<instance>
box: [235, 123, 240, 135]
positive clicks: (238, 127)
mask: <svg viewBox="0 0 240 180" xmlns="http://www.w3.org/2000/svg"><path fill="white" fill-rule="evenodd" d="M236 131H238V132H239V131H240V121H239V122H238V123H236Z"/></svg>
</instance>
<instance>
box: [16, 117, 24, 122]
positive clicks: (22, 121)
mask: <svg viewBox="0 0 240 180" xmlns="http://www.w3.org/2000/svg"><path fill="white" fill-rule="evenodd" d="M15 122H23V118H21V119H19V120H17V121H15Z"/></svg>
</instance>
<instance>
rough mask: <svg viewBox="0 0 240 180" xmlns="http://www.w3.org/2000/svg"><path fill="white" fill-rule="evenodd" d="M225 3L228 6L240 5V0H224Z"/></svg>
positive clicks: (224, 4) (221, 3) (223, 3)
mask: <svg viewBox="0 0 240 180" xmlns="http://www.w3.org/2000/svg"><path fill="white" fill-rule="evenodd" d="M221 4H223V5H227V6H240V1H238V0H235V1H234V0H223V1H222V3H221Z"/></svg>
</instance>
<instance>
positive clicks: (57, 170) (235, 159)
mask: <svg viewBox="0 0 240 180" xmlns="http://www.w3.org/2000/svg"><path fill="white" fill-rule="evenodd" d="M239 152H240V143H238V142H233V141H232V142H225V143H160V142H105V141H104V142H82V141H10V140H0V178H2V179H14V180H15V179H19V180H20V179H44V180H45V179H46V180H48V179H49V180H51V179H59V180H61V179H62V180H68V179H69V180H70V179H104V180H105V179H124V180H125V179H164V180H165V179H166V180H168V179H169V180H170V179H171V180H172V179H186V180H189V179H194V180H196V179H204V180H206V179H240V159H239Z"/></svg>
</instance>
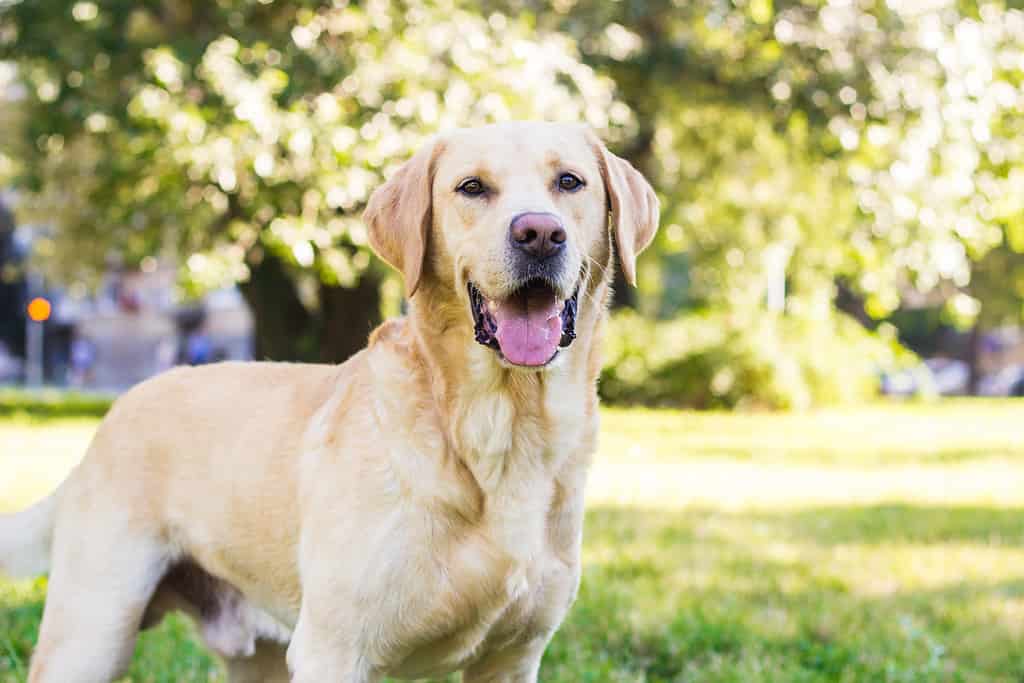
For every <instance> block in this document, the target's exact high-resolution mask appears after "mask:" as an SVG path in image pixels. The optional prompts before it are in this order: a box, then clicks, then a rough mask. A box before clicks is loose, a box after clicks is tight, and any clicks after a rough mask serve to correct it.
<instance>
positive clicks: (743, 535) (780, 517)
mask: <svg viewBox="0 0 1024 683" xmlns="http://www.w3.org/2000/svg"><path fill="white" fill-rule="evenodd" d="M1022 419H1024V402H1021V401H1016V402H1015V401H949V402H943V403H938V404H933V405H878V407H870V408H866V409H861V410H849V411H837V412H822V413H814V414H809V415H782V416H779V415H726V414H693V413H678V412H660V411H626V410H609V411H606V412H605V414H604V434H603V439H602V449H601V453H600V455H599V457H598V458H597V462H596V464H595V468H594V472H593V477H592V482H591V487H590V495H589V513H588V518H587V529H586V536H585V547H584V562H585V568H584V581H583V587H582V589H581V593H580V599H579V601H578V602H577V604H575V606H574V607H573V609H572V611H571V612H570V616H569V618H568V620H567V622H566V623H565V624H564V626H563V627H562V629H561V631H560V632H559V633H558V635H557V636H556V637H555V640H554V642H553V643H552V645H551V647H550V648H549V650H548V653H547V656H546V658H545V661H544V668H543V670H542V674H541V679H542V680H543V681H545V682H549V681H551V682H555V683H577V682H588V681H593V682H598V681H600V682H604V681H608V682H631V683H634V682H635V683H640V682H648V683H654V682H658V683H662V682H665V683H668V682H682V681H685V682H687V683H689V682H694V683H696V682H708V683H711V682H715V683H725V682H736V683H758V682H766V683H767V682H769V681H772V682H774V681H793V682H806V683H818V682H820V683H826V682H828V683H831V682H836V681H840V682H844V681H858V682H859V681H863V682H865V683H866V682H871V683H874V682H877V681H892V682H906V683H910V682H919V681H920V682H922V683H924V682H928V683H933V682H939V683H942V682H950V683H952V682H956V681H964V682H979V683H980V682H995V681H1000V682H1004V681H1005V682H1007V683H1010V682H1018V683H1019V682H1020V681H1022V680H1024V648H1021V647H1020V646H1019V643H1020V642H1021V638H1022V636H1024V428H1022V424H1021V423H1022ZM94 425H95V422H94V421H89V420H81V419H78V420H41V419H39V418H38V417H37V418H33V417H17V418H7V419H0V508H12V507H18V506H20V505H25V504H27V503H28V502H30V501H31V500H32V499H34V498H36V497H38V496H40V495H42V493H43V492H45V490H46V489H47V488H49V487H50V486H52V485H54V484H55V483H56V482H57V481H59V479H60V478H61V477H62V476H63V474H65V473H66V472H67V470H68V468H70V467H71V466H72V465H73V464H74V462H75V461H76V459H77V458H78V456H79V455H80V454H81V451H82V449H83V447H84V442H85V441H86V439H87V438H88V435H89V433H90V432H91V430H92V429H93V428H94ZM44 592H45V582H44V581H42V580H40V581H36V582H19V583H6V584H4V583H0V682H4V683H6V682H7V681H23V680H24V678H25V669H26V667H27V663H28V655H29V652H30V651H31V648H32V644H33V642H34V639H35V634H36V628H37V625H38V620H39V615H40V612H41V609H42V600H43V595H44ZM218 676H219V673H218V669H217V666H216V664H215V661H214V660H213V659H212V658H211V657H210V656H209V655H207V654H206V653H205V652H204V651H203V650H202V648H201V647H199V646H198V645H197V644H196V641H195V639H194V636H193V632H191V629H190V627H189V626H188V625H187V624H186V623H185V622H184V621H182V620H169V621H168V622H166V623H165V624H164V625H163V627H162V628H161V629H159V630H157V631H154V632H152V633H147V634H145V635H144V636H143V637H142V638H141V640H140V643H139V647H138V650H137V653H136V657H135V660H134V664H133V668H132V670H131V672H130V674H129V680H131V681H167V682H171V681H210V680H218V679H217V677H218Z"/></svg>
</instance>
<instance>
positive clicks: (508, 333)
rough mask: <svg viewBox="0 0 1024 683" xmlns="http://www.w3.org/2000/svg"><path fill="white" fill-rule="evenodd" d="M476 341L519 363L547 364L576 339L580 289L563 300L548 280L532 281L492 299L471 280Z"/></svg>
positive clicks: (527, 365) (473, 315) (534, 280)
mask: <svg viewBox="0 0 1024 683" xmlns="http://www.w3.org/2000/svg"><path fill="white" fill-rule="evenodd" d="M467 288H468V289H469V301H470V306H471V307H472V310H473V330H474V332H475V334H476V341H477V342H479V343H480V344H483V345H484V346H488V347H490V348H493V349H496V350H498V351H500V352H501V354H502V355H503V356H504V357H505V359H506V360H508V361H509V362H511V364H513V365H516V366H527V367H531V368H537V367H540V366H544V365H547V364H548V362H550V361H551V359H552V358H554V357H555V354H557V353H558V348H559V347H563V346H568V345H569V344H571V343H572V340H573V339H575V316H577V304H578V300H579V298H580V290H579V288H578V289H577V291H575V292H573V293H572V296H570V297H569V298H568V299H564V300H560V299H559V298H558V295H557V293H556V292H555V290H554V289H553V288H552V287H551V286H550V285H549V284H548V283H546V282H545V281H543V280H539V279H535V280H530V281H528V282H526V283H524V284H523V285H522V287H520V288H519V289H518V290H516V291H515V292H514V293H513V294H512V295H511V296H509V297H508V298H506V299H501V300H493V299H488V298H486V297H485V296H483V294H481V293H480V290H478V289H476V287H475V286H474V285H473V283H468V285H467Z"/></svg>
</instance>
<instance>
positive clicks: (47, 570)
mask: <svg viewBox="0 0 1024 683" xmlns="http://www.w3.org/2000/svg"><path fill="white" fill-rule="evenodd" d="M59 492H60V489H59V488H58V489H57V490H55V492H53V493H52V494H50V495H49V496H48V497H46V498H44V499H43V500H41V501H40V502H38V503H36V504H35V505H34V506H32V507H31V508H28V509H26V510H22V511H20V512H15V513H14V514H12V515H0V573H3V574H7V575H8V577H25V578H27V577H36V575H38V574H41V573H45V572H46V571H48V570H49V568H50V546H51V545H52V542H53V525H54V522H55V520H56V511H57V500H58V496H59Z"/></svg>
■ ■ ■ ■ ■
# WORK ORDER:
Leave out the pictures and copy everything else in the records word for word.

# SOLUTION TO THIS TASK:
<instance>
box: [235, 123, 240, 135]
positive clicks: (238, 127)
mask: <svg viewBox="0 0 240 180" xmlns="http://www.w3.org/2000/svg"><path fill="white" fill-rule="evenodd" d="M236 131H238V132H239V131H240V121H239V122H238V123H236Z"/></svg>
</instance>
<instance>
box: [16, 117, 24, 122]
positive clicks: (22, 121)
mask: <svg viewBox="0 0 240 180" xmlns="http://www.w3.org/2000/svg"><path fill="white" fill-rule="evenodd" d="M15 122H23V118H21V119H19V120H17V121H15Z"/></svg>
</instance>
<instance>
rough mask: <svg viewBox="0 0 240 180" xmlns="http://www.w3.org/2000/svg"><path fill="white" fill-rule="evenodd" d="M225 3L228 6L240 5V0H224Z"/></svg>
positive clicks: (224, 4) (221, 3) (223, 3)
mask: <svg viewBox="0 0 240 180" xmlns="http://www.w3.org/2000/svg"><path fill="white" fill-rule="evenodd" d="M221 4H223V5H227V6H240V1H238V0H235V1H234V0H223V1H222V3H221Z"/></svg>
</instance>
<instance>
positive clicks: (57, 170) (235, 159)
mask: <svg viewBox="0 0 240 180" xmlns="http://www.w3.org/2000/svg"><path fill="white" fill-rule="evenodd" d="M239 152H240V143H238V142H233V141H232V142H225V143H160V142H105V141H104V142H82V141H10V140H0V178H2V179H14V180H15V179H19V180H20V179H44V180H45V179H46V180H48V179H49V180H51V179H59V180H61V179H62V180H68V179H69V180H70V179H104V180H105V179H124V180H125V179H164V180H165V179H166V180H168V179H169V180H170V179H171V180H172V179H186V180H189V179H194V180H196V179H204V180H206V179H240V159H239Z"/></svg>
</instance>
For every <instance> block in this document, the target's exact high-resolution mask appears after "mask:" as an SVG path in image pixels. The optional prompts before it are in this order: a box, then clicks, then a rough mask. A box before clicks is loose, a box after clicks is tight, and any clicks after a rough mask serve to correct it.
<instance>
positive clicks: (743, 535) (780, 517)
mask: <svg viewBox="0 0 1024 683" xmlns="http://www.w3.org/2000/svg"><path fill="white" fill-rule="evenodd" d="M1022 419H1024V402H1021V401H1016V402H1015V401H949V402H943V403H938V404H933V405H878V407H870V408H866V409H861V410H849V411H837V412H822V413H814V414H809V415H782V416H779V415H726V414H693V413H678V412H660V411H626V410H609V411H606V412H605V414H604V434H603V439H602V449H601V453H600V455H599V457H598V458H597V462H596V464H595V468H594V472H593V477H592V482H591V487H590V495H589V513H588V518H587V529H586V536H585V547H584V562H585V568H584V581H583V587H582V589H581V593H580V599H579V601H578V602H577V604H575V606H574V607H573V609H572V611H571V612H570V616H569V618H568V620H567V622H566V623H565V624H564V626H563V627H562V629H561V631H560V632H559V633H558V635H557V636H556V637H555V640H554V642H553V643H552V645H551V647H550V648H549V650H548V653H547V656H546V658H545V661H544V668H543V670H542V674H541V679H542V680H543V681H545V682H549V681H551V682H555V683H577V682H588V681H593V682H598V681H600V682H604V681H608V682H631V683H634V682H635V683H640V682H648V683H654V682H658V683H662V682H665V683H668V682H682V681H685V682H687V683H689V682H694V683H696V682H708V683H711V682H715V683H725V682H736V683H758V682H766V683H767V682H769V681H772V682H774V681H793V682H806V683H818V682H820V683H826V682H828V683H831V682H836V681H840V682H844V681H858V682H859V681H863V682H865V683H866V682H871V683H874V682H877V681H892V682H906V683H910V682H919V681H920V682H922V683H924V682H928V683H933V682H939V683H942V682H950V683H952V682H956V681H964V682H979V683H980V682H995V681H1000V682H1004V681H1005V682H1007V683H1010V682H1018V683H1019V682H1020V681H1022V680H1024V648H1021V647H1020V646H1019V643H1020V642H1021V638H1022V636H1024V428H1022V424H1021V423H1022ZM94 425H95V422H94V421H89V420H81V419H78V420H41V419H39V418H38V417H37V418H33V417H17V418H7V419H0V508H12V507H18V506H20V505H25V504H27V503H28V502H30V501H31V500H32V499H34V498H36V497H38V496H40V495H42V493H43V492H45V490H46V489H47V488H49V487H50V486H52V485H54V484H55V483H56V482H57V481H59V479H60V478H61V477H62V476H63V474H65V473H66V472H67V470H68V468H70V467H71V466H72V465H73V464H74V462H75V461H76V459H77V458H78V456H79V455H80V454H81V451H82V449H83V447H84V442H85V441H86V439H87V438H88V435H89V433H90V432H91V430H92V429H93V428H94ZM44 592H45V582H44V581H42V580H40V581H36V582H19V583H6V584H4V583H0V682H4V683H6V682H7V681H23V680H24V678H25V669H26V667H27V663H28V655H29V652H30V651H31V648H32V644H33V642H34V639H35V634H36V628H37V625H38V620H39V615H40V612H41V609H42V600H43V595H44ZM218 676H219V673H218V669H217V666H216V664H215V661H214V660H213V659H212V658H211V657H210V656H209V655H207V654H206V653H205V652H204V651H203V650H202V648H201V647H199V646H198V645H197V644H196V641H195V639H194V636H193V632H191V629H190V627H189V626H188V625H187V624H186V623H185V622H184V621H182V620H169V621H168V622H166V623H165V624H164V625H163V627H162V628H161V629H159V630H157V631H154V632H152V633H147V634H145V635H144V636H143V637H142V638H141V640H140V643H139V647H138V650H137V653H136V657H135V660H134V664H133V668H132V670H131V672H130V674H129V680H131V681H167V682H171V681H210V680H218V679H217V677H218Z"/></svg>
</instance>
<instance>
positive clicks: (508, 333)
rough mask: <svg viewBox="0 0 1024 683" xmlns="http://www.w3.org/2000/svg"><path fill="white" fill-rule="evenodd" d="M476 341L519 363L547 364L576 339L580 289L563 300L548 280L532 281L492 299L471 280Z"/></svg>
positive clicks: (527, 365) (473, 315) (534, 280)
mask: <svg viewBox="0 0 1024 683" xmlns="http://www.w3.org/2000/svg"><path fill="white" fill-rule="evenodd" d="M467 288H468V289H469V301H470V306H471V307H472V310H473V330H474V332H475V334H476V341H477V342H479V343H480V344H483V345H484V346H488V347H490V348H493V349H496V350H498V351H500V352H501V354H502V355H503V356H504V357H505V359H506V360H508V361H509V362H511V364H513V365H516V366H527V367H531V368H537V367H540V366H544V365H547V364H548V362H550V361H551V359H552V358H554V357H555V354H557V353H558V348H559V347H563V346H568V345H569V344H571V343H572V340H573V339H575V316H577V304H578V300H579V298H580V290H579V288H578V289H577V291H575V292H573V293H572V296H570V297H569V298H568V299H564V300H560V299H559V298H558V295H557V293H556V292H555V290H554V289H553V288H552V287H551V286H550V285H549V284H548V283H546V282H545V281H543V280H539V279H535V280H530V281H528V282H526V283H524V284H523V285H522V287H520V288H519V289H518V290H516V291H515V292H514V293H513V294H512V295H511V296H509V297H508V298H506V299H501V300H493V299H488V298H486V297H485V296H483V294H481V293H480V290H478V289H476V287H475V286H474V285H473V283H468V285H467Z"/></svg>
</instance>
<instance>
positive clicks: (47, 570)
mask: <svg viewBox="0 0 1024 683" xmlns="http://www.w3.org/2000/svg"><path fill="white" fill-rule="evenodd" d="M59 492H60V489H59V488H58V489H57V490H55V492H53V493H52V494H50V495H49V496H48V497H46V498H44V499H43V500H41V501H40V502H38V503H36V504H35V505H34V506H32V507H31V508H28V509H26V510H22V511H20V512H15V513H14V514H12V515H0V573H3V574H7V575H8V577H25V578H27V577H36V575H38V574H41V573H45V572H46V571H48V570H49V568H50V546H51V545H52V542H53V525H54V522H55V520H56V511H57V500H58V496H59Z"/></svg>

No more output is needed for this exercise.